QUOTED PASSAGE »
+ + + +

Researchers based at Swansea University and led by Dr. Amy Brown found that spoon-feeding babies negatively affects their ability to tell when they are full, The Telegraph reports.

“Our study indicates that taking a baby-led approach to weaning may reduce a baby’s risk of being overweight as they are in control of their food intake,” she was quoted as saying. “This results in the baby being better able to control his or her appetite which could have a long-term impact upon weight gain and eating style that may continue into childhood.”

Brown added, “There is increasing recognition of the role of feeding style during infancy upon how a child’s appetite and eating style develops. Allowing the child to regulate their own appetite and not pressurizing them to eat more than they need is a really important step in encouraging children to develop healthy eating patterns for life.”

For the study, those involved monitored and compared the weights of babies fed by spoon to those fed using what researchers called a baby-led approach. In all, a reported 298 babies were observed.

Ultimately, the team found that babies allowed to feed themselves after weaning were “significantly more” likely to be able to stop themselves from overeating.

“This may be explained by the baby being allowed to handle foods, control their intake and eat at their own pace, alongside being exposed to a wider variety of tastes,” Brown said. “All of this may promote appetite regulation and healthy weight gain trajectories.”

It’s knowledge that may be useful in the United States, where an estimated 17 percent of children are obese – a number that has tripled over the course of a generation, according to the Centers for Disease Control and Prevention in Atlanta.

The study was published in the journal Pediatric Obesity.

+ + + +

Data entries:
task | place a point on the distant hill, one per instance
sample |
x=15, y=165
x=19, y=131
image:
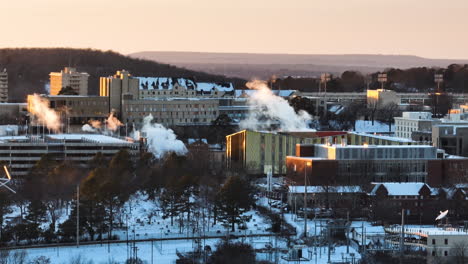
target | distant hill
x=247, y=65
x=29, y=68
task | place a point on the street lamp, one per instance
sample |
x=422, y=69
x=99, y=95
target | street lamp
x=438, y=78
x=382, y=78
x=307, y=164
x=5, y=181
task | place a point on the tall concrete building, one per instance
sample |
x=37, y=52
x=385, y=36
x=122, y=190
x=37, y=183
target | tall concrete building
x=121, y=85
x=78, y=81
x=3, y=86
x=411, y=122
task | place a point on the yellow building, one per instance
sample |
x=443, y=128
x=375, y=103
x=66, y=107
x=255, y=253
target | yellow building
x=69, y=77
x=382, y=97
x=260, y=152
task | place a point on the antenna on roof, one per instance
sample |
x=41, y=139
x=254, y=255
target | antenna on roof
x=442, y=215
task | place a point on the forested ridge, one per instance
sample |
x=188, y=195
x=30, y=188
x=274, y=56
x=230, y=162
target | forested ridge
x=29, y=68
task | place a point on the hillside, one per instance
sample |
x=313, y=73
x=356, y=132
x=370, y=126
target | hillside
x=247, y=66
x=28, y=69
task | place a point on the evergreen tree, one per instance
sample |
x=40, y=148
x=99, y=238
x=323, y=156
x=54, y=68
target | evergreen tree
x=233, y=200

+ + + +

TRY IT »
For each statement, say yes or no to whether it agrees with the passage on the spoon-feeding study, and quote the words of the passage that decide it.
1. The researchers observed 298 babies.
2. The study appeared in the journal Pediatric Nutrition.
3. An estimated 17 percent of children in the United States are obese.

RESPONSE BOX »
1. Yes: "In all, a reported 298 babies were observed."
2. No: "The study was published in the journal Pediatric Obesity."
3. Yes: "in the United States, where an estimated 17 percent of children are obese"